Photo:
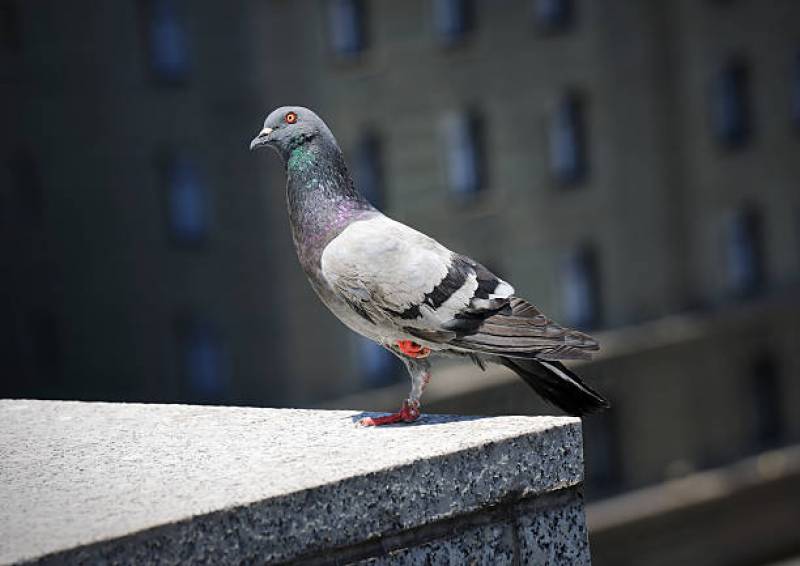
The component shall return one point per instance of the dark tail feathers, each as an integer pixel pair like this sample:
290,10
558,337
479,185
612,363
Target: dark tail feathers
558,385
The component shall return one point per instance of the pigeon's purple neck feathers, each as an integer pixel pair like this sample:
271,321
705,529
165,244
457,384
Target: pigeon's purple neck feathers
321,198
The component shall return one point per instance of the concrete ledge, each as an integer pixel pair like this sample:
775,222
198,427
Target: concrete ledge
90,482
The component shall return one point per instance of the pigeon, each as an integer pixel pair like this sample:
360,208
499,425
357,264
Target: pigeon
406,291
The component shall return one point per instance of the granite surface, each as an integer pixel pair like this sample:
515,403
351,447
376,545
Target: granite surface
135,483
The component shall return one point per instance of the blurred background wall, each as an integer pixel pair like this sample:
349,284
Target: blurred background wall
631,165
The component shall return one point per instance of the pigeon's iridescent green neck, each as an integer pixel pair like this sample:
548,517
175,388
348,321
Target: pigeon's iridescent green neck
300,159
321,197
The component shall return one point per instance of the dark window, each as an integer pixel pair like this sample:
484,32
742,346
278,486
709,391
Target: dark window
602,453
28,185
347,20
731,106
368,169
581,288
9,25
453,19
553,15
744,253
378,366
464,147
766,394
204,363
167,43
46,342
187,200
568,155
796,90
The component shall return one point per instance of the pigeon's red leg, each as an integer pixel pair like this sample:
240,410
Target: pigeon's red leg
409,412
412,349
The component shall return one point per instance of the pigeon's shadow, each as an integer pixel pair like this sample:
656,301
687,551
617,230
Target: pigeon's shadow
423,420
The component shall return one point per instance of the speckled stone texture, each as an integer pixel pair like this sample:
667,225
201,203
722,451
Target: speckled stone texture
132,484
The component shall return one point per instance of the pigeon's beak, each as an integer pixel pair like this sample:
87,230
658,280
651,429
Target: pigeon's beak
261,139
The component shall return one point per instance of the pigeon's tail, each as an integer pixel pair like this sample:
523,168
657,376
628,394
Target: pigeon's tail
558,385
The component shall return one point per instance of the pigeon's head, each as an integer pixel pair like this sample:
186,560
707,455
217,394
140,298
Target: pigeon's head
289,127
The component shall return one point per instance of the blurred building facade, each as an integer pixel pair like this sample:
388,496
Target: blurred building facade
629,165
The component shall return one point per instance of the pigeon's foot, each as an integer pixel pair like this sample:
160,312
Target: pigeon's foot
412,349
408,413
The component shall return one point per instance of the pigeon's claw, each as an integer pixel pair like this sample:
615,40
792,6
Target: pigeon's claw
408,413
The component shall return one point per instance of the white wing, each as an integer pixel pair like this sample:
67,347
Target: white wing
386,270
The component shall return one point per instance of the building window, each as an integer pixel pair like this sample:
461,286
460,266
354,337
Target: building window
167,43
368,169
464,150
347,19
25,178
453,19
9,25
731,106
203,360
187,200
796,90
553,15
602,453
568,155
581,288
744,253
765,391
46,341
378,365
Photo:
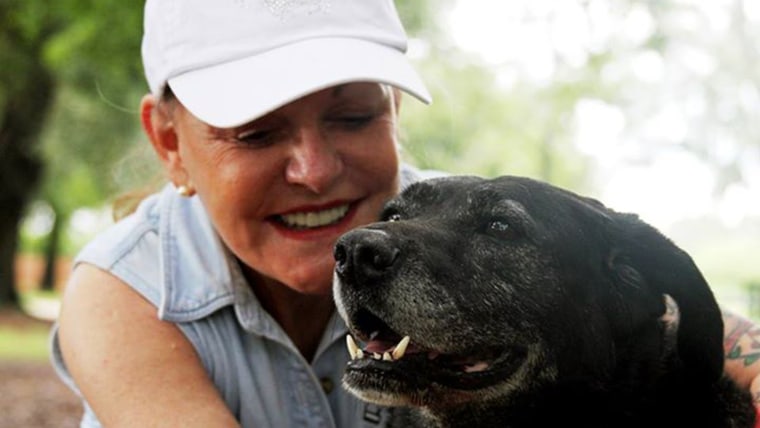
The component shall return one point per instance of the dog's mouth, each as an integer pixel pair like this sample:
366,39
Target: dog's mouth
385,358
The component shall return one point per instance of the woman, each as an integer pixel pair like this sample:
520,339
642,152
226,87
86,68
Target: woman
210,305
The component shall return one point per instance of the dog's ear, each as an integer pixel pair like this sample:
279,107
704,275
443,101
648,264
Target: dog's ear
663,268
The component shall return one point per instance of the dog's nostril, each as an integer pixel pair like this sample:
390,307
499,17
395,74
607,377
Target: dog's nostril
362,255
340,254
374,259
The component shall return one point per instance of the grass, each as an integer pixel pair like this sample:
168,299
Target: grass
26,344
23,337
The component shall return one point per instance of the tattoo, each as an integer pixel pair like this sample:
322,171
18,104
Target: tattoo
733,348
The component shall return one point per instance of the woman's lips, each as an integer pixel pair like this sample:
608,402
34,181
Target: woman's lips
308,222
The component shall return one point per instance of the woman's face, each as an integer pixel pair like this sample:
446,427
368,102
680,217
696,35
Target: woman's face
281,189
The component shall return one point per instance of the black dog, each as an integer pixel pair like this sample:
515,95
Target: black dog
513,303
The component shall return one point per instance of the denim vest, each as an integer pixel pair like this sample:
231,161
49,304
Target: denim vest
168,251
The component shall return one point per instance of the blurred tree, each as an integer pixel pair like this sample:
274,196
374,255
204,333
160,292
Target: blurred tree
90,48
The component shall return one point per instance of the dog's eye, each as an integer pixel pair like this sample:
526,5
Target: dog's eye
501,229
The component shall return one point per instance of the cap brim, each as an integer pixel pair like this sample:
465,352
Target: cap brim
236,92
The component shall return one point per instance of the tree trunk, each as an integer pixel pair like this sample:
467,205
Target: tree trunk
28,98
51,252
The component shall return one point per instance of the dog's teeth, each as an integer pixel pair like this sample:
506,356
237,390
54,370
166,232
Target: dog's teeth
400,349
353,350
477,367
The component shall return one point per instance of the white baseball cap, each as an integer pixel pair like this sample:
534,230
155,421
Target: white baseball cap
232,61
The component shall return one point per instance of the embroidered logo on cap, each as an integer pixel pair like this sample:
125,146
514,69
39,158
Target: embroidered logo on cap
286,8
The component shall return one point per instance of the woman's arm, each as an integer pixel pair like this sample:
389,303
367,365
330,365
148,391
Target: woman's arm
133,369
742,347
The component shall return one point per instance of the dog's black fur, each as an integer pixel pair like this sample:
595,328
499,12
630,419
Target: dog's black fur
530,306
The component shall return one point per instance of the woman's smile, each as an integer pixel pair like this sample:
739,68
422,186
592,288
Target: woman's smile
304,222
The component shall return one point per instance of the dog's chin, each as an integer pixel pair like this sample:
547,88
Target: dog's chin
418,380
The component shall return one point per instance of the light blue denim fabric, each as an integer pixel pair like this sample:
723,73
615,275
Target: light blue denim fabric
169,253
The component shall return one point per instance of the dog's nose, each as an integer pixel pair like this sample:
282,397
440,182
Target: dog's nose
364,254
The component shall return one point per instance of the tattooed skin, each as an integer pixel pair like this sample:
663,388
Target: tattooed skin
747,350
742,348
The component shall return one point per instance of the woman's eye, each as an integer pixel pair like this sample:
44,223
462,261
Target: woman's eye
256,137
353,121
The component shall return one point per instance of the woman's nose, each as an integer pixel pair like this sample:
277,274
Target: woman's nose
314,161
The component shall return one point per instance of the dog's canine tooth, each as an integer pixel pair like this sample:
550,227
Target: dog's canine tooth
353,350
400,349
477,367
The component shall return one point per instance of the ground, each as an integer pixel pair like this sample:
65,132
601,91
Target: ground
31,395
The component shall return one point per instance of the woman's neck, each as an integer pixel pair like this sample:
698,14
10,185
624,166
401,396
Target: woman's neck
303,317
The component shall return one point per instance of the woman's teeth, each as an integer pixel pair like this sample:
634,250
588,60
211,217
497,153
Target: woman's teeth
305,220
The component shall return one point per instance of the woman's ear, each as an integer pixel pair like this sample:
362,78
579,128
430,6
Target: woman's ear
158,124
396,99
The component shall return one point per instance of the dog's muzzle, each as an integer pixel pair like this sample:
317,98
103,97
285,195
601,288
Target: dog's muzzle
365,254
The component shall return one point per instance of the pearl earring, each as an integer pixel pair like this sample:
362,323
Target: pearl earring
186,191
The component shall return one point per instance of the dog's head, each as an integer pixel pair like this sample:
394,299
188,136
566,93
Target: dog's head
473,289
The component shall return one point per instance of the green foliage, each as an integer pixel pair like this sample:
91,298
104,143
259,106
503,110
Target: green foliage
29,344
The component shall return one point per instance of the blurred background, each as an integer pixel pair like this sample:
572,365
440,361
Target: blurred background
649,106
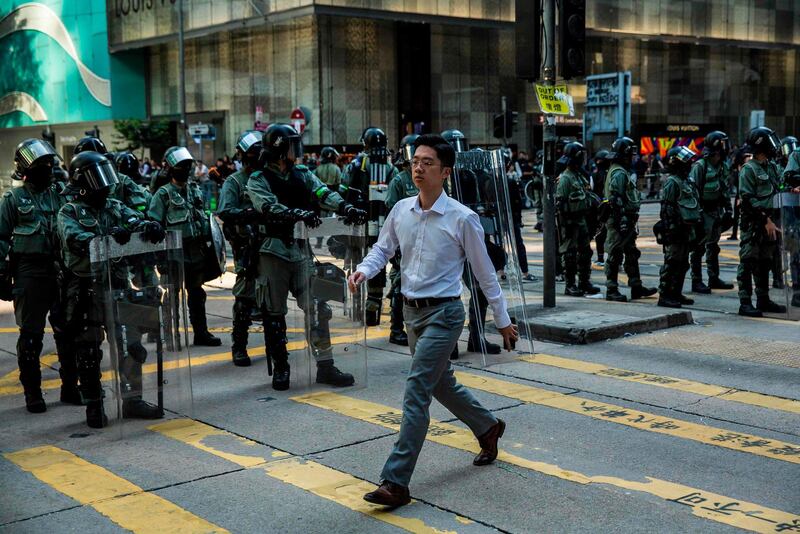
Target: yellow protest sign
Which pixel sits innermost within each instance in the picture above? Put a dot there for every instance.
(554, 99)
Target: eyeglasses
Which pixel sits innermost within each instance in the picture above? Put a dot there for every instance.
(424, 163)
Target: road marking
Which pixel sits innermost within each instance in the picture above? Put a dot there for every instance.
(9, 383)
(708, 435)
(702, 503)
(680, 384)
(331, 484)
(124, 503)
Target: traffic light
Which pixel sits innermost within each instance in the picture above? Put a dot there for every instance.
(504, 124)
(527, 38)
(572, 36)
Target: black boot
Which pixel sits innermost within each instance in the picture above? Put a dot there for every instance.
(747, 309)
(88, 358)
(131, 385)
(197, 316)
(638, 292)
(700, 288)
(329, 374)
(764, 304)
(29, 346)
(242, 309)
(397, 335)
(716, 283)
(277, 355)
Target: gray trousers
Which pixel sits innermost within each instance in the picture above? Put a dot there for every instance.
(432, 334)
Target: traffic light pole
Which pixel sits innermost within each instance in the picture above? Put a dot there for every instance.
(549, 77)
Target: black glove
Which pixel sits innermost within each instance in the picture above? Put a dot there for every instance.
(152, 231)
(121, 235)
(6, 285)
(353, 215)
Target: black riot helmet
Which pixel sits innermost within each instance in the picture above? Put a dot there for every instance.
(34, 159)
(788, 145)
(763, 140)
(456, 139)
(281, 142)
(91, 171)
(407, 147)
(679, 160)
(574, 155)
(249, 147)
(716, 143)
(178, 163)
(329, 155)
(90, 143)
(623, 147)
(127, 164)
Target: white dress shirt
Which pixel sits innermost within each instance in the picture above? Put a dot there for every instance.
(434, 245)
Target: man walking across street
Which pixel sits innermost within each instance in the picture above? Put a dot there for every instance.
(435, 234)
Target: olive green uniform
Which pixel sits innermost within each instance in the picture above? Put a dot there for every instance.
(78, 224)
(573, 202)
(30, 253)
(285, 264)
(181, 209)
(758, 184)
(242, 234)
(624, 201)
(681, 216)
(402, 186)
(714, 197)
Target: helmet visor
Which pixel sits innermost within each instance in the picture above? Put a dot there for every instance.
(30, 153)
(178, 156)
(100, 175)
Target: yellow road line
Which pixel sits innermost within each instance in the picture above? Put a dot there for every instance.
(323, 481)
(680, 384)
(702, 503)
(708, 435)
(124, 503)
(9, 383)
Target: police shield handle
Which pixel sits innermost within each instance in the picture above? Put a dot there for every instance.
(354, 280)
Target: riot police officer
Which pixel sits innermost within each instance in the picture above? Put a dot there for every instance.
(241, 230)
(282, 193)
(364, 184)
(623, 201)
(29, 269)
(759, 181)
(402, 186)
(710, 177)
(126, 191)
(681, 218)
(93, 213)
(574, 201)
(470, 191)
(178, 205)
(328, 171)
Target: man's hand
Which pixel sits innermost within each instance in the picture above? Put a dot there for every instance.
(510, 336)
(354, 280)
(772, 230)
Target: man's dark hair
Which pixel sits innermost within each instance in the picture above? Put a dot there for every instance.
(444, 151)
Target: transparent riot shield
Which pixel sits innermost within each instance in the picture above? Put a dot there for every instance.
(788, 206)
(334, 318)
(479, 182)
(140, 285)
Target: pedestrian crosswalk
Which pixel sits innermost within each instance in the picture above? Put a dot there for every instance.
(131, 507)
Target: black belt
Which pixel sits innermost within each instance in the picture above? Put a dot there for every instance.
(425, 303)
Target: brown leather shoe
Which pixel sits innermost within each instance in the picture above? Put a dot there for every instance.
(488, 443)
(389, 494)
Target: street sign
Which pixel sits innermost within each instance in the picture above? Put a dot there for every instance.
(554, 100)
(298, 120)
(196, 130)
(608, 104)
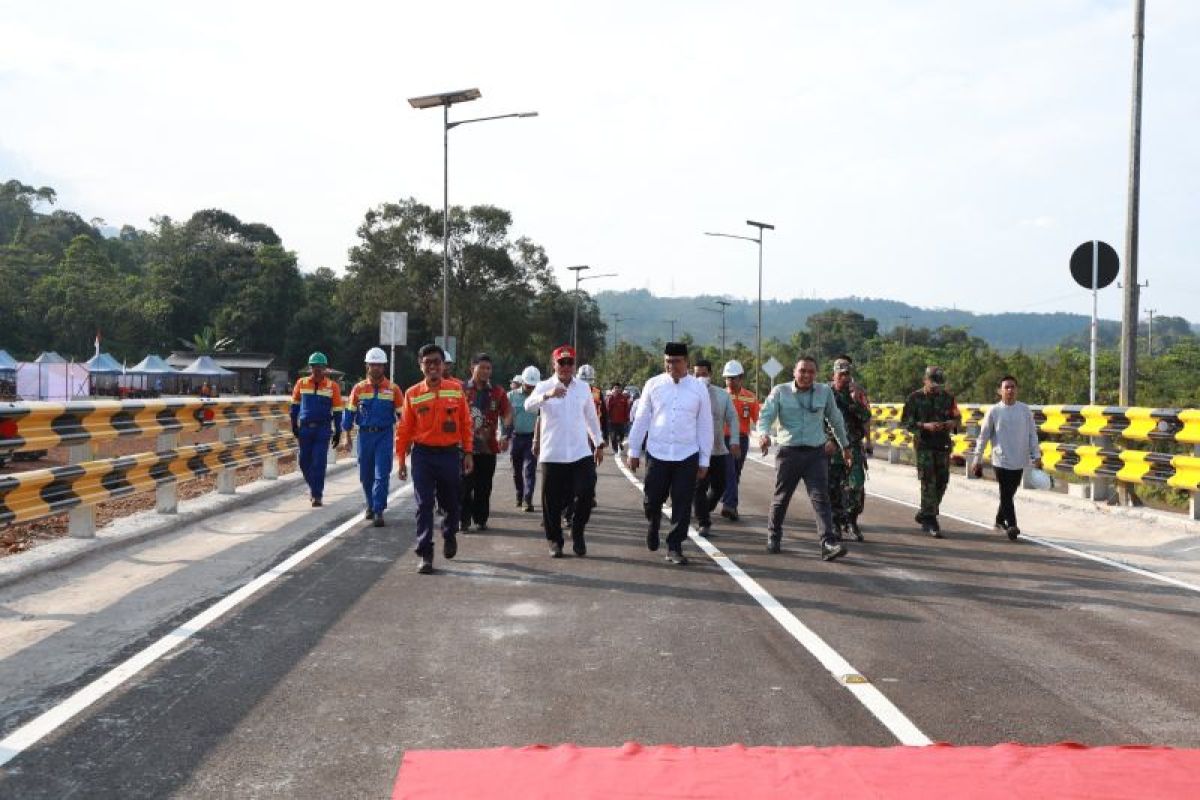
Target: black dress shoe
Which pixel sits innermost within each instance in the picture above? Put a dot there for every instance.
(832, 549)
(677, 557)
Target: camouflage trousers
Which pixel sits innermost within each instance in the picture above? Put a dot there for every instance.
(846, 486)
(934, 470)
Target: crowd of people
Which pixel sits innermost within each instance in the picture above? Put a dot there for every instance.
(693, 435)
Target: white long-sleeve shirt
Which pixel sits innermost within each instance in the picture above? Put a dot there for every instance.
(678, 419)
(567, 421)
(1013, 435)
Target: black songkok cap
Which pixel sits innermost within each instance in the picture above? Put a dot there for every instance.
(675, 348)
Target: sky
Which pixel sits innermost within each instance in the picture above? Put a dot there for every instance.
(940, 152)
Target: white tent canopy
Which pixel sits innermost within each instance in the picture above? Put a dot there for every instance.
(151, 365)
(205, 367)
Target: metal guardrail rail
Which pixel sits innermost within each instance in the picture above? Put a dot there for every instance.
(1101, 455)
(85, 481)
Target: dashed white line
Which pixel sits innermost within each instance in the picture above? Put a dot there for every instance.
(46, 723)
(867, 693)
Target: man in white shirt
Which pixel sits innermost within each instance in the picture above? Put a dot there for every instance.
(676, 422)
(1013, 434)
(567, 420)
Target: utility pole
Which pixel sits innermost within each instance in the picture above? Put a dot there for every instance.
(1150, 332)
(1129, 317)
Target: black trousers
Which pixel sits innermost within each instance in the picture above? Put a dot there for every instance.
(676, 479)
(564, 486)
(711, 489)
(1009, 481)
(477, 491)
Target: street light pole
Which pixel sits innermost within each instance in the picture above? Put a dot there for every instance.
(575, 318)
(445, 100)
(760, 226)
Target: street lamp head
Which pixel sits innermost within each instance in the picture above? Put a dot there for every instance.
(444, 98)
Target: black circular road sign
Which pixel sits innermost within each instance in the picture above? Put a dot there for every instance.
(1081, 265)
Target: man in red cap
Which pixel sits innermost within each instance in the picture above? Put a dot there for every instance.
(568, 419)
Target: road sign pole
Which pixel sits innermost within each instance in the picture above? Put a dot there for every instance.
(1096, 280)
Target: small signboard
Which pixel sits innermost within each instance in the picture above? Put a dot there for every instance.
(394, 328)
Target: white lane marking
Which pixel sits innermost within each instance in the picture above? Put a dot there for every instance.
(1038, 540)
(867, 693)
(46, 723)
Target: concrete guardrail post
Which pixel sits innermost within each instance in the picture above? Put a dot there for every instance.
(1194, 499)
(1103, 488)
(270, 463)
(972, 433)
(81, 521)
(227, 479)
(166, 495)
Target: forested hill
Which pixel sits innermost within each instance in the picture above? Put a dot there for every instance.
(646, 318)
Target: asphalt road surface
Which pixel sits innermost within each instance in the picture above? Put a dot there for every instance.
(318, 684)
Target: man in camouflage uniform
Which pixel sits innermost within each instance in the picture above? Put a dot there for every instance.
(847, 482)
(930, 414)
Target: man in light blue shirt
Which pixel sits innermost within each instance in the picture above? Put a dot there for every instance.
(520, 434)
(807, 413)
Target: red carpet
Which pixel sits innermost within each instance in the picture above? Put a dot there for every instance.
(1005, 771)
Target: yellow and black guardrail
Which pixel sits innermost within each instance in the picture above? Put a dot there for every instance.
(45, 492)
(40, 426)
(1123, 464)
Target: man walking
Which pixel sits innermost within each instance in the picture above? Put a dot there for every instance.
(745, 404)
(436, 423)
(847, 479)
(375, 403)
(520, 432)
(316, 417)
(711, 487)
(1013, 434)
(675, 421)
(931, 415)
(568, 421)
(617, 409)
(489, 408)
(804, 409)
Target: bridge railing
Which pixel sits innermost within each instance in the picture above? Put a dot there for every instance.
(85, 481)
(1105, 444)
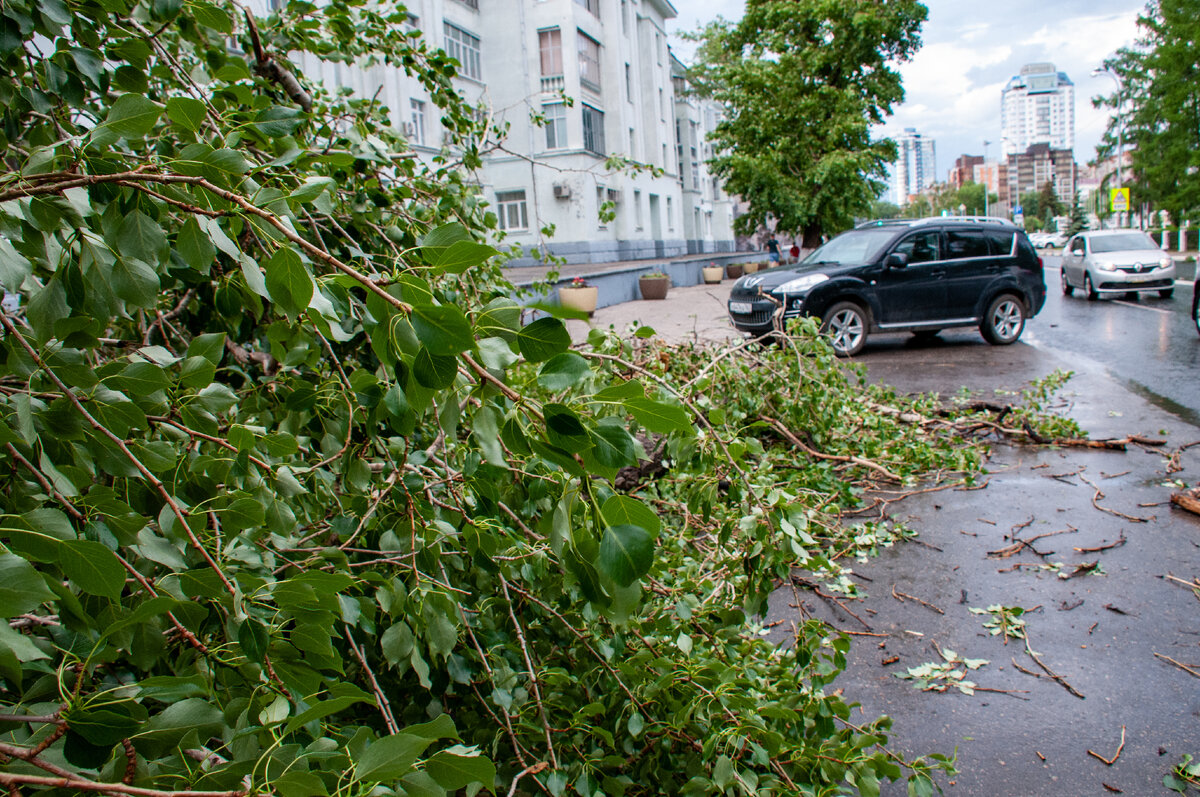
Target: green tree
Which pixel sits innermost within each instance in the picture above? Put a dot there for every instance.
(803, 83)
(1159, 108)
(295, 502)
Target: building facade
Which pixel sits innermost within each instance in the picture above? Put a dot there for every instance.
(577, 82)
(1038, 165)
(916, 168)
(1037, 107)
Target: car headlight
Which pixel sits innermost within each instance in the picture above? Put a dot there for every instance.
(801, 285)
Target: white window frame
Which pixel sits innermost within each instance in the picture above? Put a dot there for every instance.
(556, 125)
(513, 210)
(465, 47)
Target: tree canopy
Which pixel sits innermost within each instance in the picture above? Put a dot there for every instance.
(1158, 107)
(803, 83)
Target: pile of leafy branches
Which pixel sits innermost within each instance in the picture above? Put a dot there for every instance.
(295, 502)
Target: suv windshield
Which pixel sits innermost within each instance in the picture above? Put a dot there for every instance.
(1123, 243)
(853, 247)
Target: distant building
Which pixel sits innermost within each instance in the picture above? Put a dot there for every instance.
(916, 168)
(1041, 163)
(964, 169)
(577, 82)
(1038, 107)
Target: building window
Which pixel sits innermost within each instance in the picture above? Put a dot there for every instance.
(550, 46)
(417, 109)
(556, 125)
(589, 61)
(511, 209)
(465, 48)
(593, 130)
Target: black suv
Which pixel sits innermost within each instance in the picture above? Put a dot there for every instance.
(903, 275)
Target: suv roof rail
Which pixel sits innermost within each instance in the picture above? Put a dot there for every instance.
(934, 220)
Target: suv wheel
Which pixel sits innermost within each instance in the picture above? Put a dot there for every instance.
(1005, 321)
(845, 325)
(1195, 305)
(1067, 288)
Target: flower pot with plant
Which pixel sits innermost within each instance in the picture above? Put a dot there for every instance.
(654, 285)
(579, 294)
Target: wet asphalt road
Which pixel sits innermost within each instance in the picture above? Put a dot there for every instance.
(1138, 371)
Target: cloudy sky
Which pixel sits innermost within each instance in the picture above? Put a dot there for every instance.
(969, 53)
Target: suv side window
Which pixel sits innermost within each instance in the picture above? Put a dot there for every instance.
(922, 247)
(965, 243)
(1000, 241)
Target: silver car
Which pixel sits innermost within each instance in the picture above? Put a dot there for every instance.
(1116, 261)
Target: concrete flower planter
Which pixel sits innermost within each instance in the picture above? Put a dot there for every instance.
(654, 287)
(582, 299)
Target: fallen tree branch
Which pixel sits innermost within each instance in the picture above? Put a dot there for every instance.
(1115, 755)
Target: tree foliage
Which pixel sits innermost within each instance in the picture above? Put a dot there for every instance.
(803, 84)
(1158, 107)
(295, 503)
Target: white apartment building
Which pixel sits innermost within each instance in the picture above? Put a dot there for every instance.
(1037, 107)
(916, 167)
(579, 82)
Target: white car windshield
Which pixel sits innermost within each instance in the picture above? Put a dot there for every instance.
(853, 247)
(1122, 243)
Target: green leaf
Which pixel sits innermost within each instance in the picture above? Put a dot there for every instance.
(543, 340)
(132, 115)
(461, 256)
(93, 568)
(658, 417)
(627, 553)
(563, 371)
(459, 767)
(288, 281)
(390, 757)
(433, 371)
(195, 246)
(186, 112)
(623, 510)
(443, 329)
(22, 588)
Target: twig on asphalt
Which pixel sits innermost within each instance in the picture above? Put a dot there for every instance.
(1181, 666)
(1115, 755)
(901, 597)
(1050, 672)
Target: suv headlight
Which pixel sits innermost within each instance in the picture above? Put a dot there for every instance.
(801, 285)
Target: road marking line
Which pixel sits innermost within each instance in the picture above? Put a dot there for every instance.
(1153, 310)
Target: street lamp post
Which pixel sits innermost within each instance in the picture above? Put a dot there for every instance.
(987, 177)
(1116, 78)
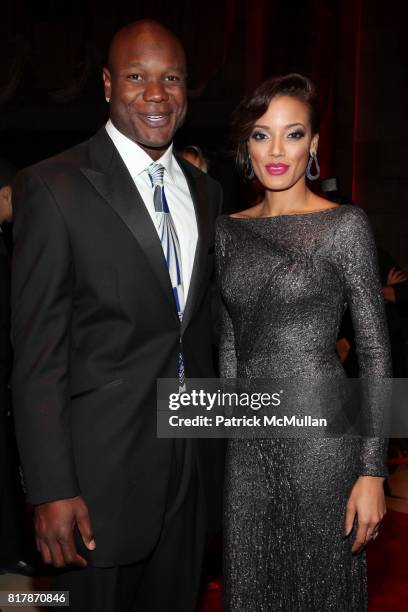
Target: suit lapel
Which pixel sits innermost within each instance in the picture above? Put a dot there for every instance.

+++++

**Exercise directions**
Copy only the lines running from the one that holds "Target: white car windshield" through the last line of the data, and include both of those lines. Do not copy any pictures.

**Result of the task**
Target: white car windshield
Which pixel sits innermost within each instance in the picture above? Put a dot there for every instance.
(853, 247)
(1122, 243)
Target: green leaf
Which pixel sits innermost within each instance in the picture above? Put a dot there for every instance.
(543, 340)
(132, 115)
(461, 256)
(93, 568)
(658, 417)
(627, 553)
(563, 371)
(459, 767)
(288, 281)
(390, 757)
(433, 371)
(195, 246)
(186, 112)
(623, 510)
(443, 329)
(22, 588)
Target: twig on asphalt
Which pixel sits innermost within each instance in the picture above? Put a dot there for every instance.
(1181, 666)
(1115, 755)
(901, 597)
(1050, 672)
Target: suv headlight
Which pixel sits innermost within each instance in the picture above? Put a dot there for every instance.
(801, 285)
Target: road marking line
Which pixel sits innermost within each instance in the picture above? Put a dot there for every instance.
(1153, 310)
Target: street lamp post
Which pixel sits innermost within each instance in the picture above? Put a dot there for every instance.
(987, 177)
(1116, 78)
Target: suit lapel
Which pixel sits innermost within each instance in the picture above? Put a dot there for every instance.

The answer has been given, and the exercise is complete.